PROVIDED MATERIAL>
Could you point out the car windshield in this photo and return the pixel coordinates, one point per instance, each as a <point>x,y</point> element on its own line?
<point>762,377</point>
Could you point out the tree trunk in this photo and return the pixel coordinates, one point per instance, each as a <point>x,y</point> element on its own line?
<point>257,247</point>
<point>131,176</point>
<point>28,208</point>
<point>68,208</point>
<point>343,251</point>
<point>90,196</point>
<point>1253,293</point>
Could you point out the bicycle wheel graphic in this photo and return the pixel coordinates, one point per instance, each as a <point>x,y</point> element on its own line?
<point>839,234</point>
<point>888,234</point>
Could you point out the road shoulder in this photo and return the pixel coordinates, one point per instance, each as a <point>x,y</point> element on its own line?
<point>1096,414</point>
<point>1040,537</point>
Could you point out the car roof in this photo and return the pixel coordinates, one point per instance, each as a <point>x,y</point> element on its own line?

...

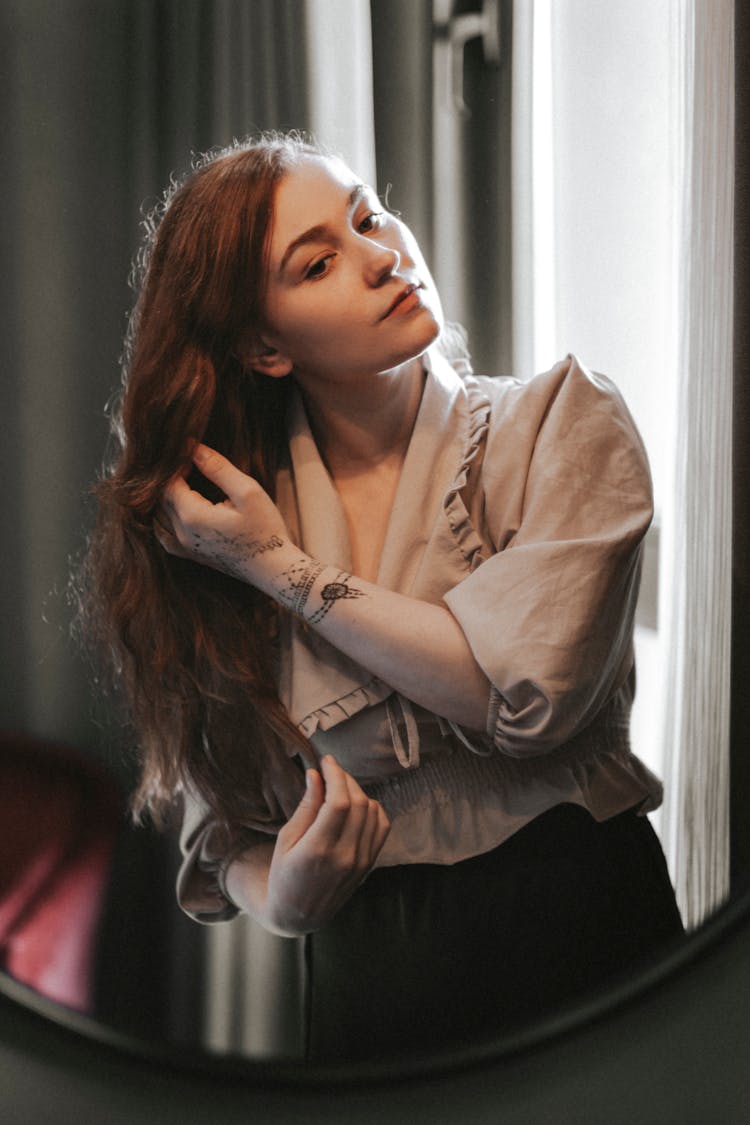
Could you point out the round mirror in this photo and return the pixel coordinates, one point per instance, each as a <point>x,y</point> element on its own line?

PROBLEM TO WORK ON>
Repeat the items above word for word, beginning with the line containing "Could you point out the car windshield" and continuing through the line containing "<point>762,377</point>".

RESPONSE TO THE EXERCISE>
Could you point out the car windshield in this photo and return the pixel coordinates, one point per instance, each as a <point>x,y</point> element on its own line?
<point>762,377</point>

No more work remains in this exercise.